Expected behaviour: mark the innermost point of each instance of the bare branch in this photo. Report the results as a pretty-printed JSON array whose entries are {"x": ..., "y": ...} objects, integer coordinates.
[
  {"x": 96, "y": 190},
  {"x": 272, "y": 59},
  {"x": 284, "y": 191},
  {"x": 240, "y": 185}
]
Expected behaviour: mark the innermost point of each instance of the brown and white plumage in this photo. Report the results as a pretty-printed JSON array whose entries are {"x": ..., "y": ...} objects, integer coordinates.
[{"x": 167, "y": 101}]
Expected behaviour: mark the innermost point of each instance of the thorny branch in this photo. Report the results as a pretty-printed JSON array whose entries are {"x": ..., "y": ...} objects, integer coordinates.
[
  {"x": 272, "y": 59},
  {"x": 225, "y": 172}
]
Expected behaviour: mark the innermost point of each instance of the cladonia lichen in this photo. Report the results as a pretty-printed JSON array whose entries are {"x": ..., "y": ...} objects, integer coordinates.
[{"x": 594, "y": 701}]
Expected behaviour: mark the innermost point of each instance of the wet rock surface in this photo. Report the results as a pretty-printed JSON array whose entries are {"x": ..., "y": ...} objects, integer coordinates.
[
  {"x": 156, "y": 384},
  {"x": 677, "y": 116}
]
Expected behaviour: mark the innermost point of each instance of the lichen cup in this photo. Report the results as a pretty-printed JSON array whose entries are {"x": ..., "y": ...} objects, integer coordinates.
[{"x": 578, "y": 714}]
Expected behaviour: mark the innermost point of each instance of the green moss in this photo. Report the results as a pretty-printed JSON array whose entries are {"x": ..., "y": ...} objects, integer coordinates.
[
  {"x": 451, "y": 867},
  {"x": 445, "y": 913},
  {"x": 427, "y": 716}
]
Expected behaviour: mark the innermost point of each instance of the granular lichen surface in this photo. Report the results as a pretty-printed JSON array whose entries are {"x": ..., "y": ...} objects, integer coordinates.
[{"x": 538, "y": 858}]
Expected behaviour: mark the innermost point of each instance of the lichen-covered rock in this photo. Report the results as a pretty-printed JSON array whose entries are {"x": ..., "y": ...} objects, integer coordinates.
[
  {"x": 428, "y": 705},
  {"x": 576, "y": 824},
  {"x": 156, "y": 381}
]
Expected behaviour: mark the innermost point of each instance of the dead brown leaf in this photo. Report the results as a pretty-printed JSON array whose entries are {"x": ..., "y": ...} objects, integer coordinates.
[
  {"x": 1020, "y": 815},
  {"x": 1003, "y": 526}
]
━━━
_Task to carry out_
Without leaving anything out, give the entries again exactly.

_Result_
Expected behaviour: mark the innermost point of each instance of the bare branch in this photo. Report the results as a pretty-printed JSON array whose entries are {"x": ..., "y": ...} objects, integer coordinates.
[
  {"x": 96, "y": 190},
  {"x": 272, "y": 59},
  {"x": 284, "y": 191},
  {"x": 240, "y": 185}
]
Expected behaviour: mark the innermost point of each instance of the brown and white plumage in this photo. Report the results as a pretty-printed JSON array whose entries are {"x": ..., "y": ...} objects, integer coordinates.
[{"x": 167, "y": 101}]
Expected behaviour: mark the innermost point of each instance of the thorny branch in this photo. Report the results as a pretty-printed JSON array whose entries are {"x": ..., "y": ...} objects, integer coordinates.
[
  {"x": 272, "y": 59},
  {"x": 225, "y": 172}
]
Expected behaviour: mark the innermost point of each instance of the cladonia lichen in this photo. Report the results as a pretty-printed JSON array whose entries are {"x": ..., "y": ...} objects, integer coordinates.
[{"x": 594, "y": 701}]
Expected behaviour: mark the innermost point of each instance of the wet rock surface in this photo. Report the results as a pretty-printed JSON array whose entries are {"x": ..., "y": ...} objects, integer coordinates.
[
  {"x": 156, "y": 384},
  {"x": 677, "y": 116}
]
Expected behaviour: mark the innermost point of each instance of the lichen cup in this photo. Report the results as a pretty-printed JSON array whose entries are {"x": ..., "y": ...} objects, integer coordinates.
[{"x": 578, "y": 714}]
Expected behaviour: mark the innermost point of each instance of the green moss in this photo. Report the results as a pretty-printed JSON array whose entries are {"x": ..., "y": ...} objects, integer coordinates.
[
  {"x": 451, "y": 867},
  {"x": 445, "y": 913},
  {"x": 427, "y": 716}
]
Expected behaviour: mark the innermost point of each instance of the granular lichen surface in this photo. Report the results as a pretty-printed JSON array whose entries are {"x": ..., "y": ...} objects, integer coordinates.
[{"x": 538, "y": 858}]
Expected behaviour: mark the innermost point of each instance of the lichen-covered rock in this photo. Report the results as a pretty-printed JSON array whose entries are {"x": ..., "y": ...} objects, integer coordinates.
[
  {"x": 428, "y": 705},
  {"x": 576, "y": 824},
  {"x": 156, "y": 381}
]
Expected behaviour: mark the innermost point of each instance of the dead brown leaf in this photo. Report the results as a pretty-printed JSON array whose entries are {"x": ..., "y": ...} objects, integer coordinates.
[
  {"x": 1020, "y": 815},
  {"x": 1003, "y": 526}
]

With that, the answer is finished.